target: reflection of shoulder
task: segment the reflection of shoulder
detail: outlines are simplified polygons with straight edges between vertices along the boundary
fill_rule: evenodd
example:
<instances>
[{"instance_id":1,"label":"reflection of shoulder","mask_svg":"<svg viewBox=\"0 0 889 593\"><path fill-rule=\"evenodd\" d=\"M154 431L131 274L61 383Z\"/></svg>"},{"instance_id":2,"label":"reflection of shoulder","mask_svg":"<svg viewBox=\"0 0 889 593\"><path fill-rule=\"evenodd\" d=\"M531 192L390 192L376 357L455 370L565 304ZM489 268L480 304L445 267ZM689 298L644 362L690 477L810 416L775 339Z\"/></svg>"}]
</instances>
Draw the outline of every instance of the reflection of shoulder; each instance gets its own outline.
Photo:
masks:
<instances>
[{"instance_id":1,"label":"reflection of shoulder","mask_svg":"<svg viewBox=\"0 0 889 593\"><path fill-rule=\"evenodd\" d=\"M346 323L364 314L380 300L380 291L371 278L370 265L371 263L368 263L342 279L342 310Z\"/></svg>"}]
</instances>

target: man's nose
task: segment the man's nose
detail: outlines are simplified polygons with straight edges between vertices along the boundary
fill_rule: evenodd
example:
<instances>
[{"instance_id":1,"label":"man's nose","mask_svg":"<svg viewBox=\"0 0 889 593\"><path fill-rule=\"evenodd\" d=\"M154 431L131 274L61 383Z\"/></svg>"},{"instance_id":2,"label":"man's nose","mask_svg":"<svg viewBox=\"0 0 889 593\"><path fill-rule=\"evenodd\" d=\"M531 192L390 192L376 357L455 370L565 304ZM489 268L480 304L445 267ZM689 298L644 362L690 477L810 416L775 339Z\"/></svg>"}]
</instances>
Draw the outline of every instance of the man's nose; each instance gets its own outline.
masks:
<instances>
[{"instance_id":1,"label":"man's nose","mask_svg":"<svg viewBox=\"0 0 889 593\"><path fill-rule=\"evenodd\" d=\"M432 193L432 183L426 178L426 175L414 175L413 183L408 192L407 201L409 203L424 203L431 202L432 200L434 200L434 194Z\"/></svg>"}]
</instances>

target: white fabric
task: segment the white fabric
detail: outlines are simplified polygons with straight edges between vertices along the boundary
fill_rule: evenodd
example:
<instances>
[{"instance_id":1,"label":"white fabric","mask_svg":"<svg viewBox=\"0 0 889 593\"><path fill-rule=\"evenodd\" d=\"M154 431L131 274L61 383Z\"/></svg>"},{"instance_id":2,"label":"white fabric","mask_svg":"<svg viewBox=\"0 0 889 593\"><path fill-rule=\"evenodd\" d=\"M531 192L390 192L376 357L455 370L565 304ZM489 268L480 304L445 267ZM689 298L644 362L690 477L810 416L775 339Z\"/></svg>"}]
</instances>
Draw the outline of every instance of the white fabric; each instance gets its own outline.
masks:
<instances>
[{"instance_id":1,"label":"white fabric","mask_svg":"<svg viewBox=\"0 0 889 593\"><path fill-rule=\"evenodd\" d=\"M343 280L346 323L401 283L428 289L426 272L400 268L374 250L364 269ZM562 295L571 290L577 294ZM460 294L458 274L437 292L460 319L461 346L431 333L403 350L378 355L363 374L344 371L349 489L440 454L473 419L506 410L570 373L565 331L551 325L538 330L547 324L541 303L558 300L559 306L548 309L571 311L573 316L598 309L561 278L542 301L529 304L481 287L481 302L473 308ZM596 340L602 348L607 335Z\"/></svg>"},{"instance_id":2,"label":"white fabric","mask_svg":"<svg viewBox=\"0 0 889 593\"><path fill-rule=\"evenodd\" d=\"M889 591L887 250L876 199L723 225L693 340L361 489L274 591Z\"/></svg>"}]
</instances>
★ ★ ★
Given problem: Switch every occurrence of "straight edges" to "straight segments" in the rows above and write all the rows out again, leaving everything else unchanged.

Solution:
target: reflection of shoulder
task: segment the reflection of shoulder
detail: outlines are simplified polygons with straight segments between vertices along the boundary
fill_rule: evenodd
example:
<instances>
[{"instance_id":1,"label":"reflection of shoulder","mask_svg":"<svg viewBox=\"0 0 889 593\"><path fill-rule=\"evenodd\" d=\"M154 431L131 274L61 383Z\"/></svg>"},{"instance_id":2,"label":"reflection of shoulder","mask_svg":"<svg viewBox=\"0 0 889 593\"><path fill-rule=\"evenodd\" d=\"M531 192L390 192L376 357L455 370L565 304ZM489 268L480 304L445 267ZM689 298L644 362L690 477L810 416L775 339Z\"/></svg>"}]
</instances>
Draw the outline of every instance of the reflection of shoulder; each instance gets its own outline.
Photo:
masks:
<instances>
[{"instance_id":1,"label":"reflection of shoulder","mask_svg":"<svg viewBox=\"0 0 889 593\"><path fill-rule=\"evenodd\" d=\"M346 323L364 314L380 300L380 291L371 278L370 265L371 263L368 263L342 279L342 310Z\"/></svg>"}]
</instances>

target: man's nose
task: segment the man's nose
detail: outlines are simplified polygons with straight segments between vertices along the boundary
fill_rule: evenodd
example:
<instances>
[{"instance_id":1,"label":"man's nose","mask_svg":"<svg viewBox=\"0 0 889 593\"><path fill-rule=\"evenodd\" d=\"M154 431L131 274L61 383Z\"/></svg>"},{"instance_id":2,"label":"man's nose","mask_svg":"<svg viewBox=\"0 0 889 593\"><path fill-rule=\"evenodd\" d=\"M531 192L390 192L376 357L455 370L565 304ZM489 268L480 304L445 267ZM689 298L644 362L690 477L810 416L775 339Z\"/></svg>"}]
</instances>
Draw the outline of every instance of the man's nose; each instance gets its own outline.
masks:
<instances>
[{"instance_id":1,"label":"man's nose","mask_svg":"<svg viewBox=\"0 0 889 593\"><path fill-rule=\"evenodd\" d=\"M432 193L432 183L426 178L426 175L414 175L413 183L408 192L407 201L409 203L424 203L431 202L432 200L434 200L434 194Z\"/></svg>"}]
</instances>

target: white fabric
task: segment the white fabric
detail: outlines are simplified polygons with straight segments between vertices along the boundary
fill_rule: evenodd
example:
<instances>
[{"instance_id":1,"label":"white fabric","mask_svg":"<svg viewBox=\"0 0 889 593\"><path fill-rule=\"evenodd\" d=\"M154 431L131 274L61 383Z\"/></svg>"},{"instance_id":2,"label":"white fabric","mask_svg":"<svg viewBox=\"0 0 889 593\"><path fill-rule=\"evenodd\" d=\"M531 192L390 192L376 357L455 370L565 304ZM489 268L480 304L445 267ZM689 298L644 362L690 477L810 416L775 339Z\"/></svg>"}]
</instances>
Draw the outline of every instance of the white fabric; each instance gets its own outline.
masks:
<instances>
[{"instance_id":1,"label":"white fabric","mask_svg":"<svg viewBox=\"0 0 889 593\"><path fill-rule=\"evenodd\" d=\"M343 280L346 323L401 283L428 289L426 272L400 268L374 250L364 269ZM562 295L571 290L577 294ZM460 294L458 274L437 292L460 319L461 346L431 333L403 350L378 355L363 374L344 371L349 489L440 454L473 419L506 410L570 373L565 331L551 325L538 330L547 324L541 303L558 300L559 306L548 309L571 311L573 316L598 309L561 278L542 301L529 304L481 287L481 302L473 308ZM596 340L602 348L607 335Z\"/></svg>"},{"instance_id":2,"label":"white fabric","mask_svg":"<svg viewBox=\"0 0 889 593\"><path fill-rule=\"evenodd\" d=\"M889 591L887 250L876 199L723 225L693 340L361 489L274 591Z\"/></svg>"}]
</instances>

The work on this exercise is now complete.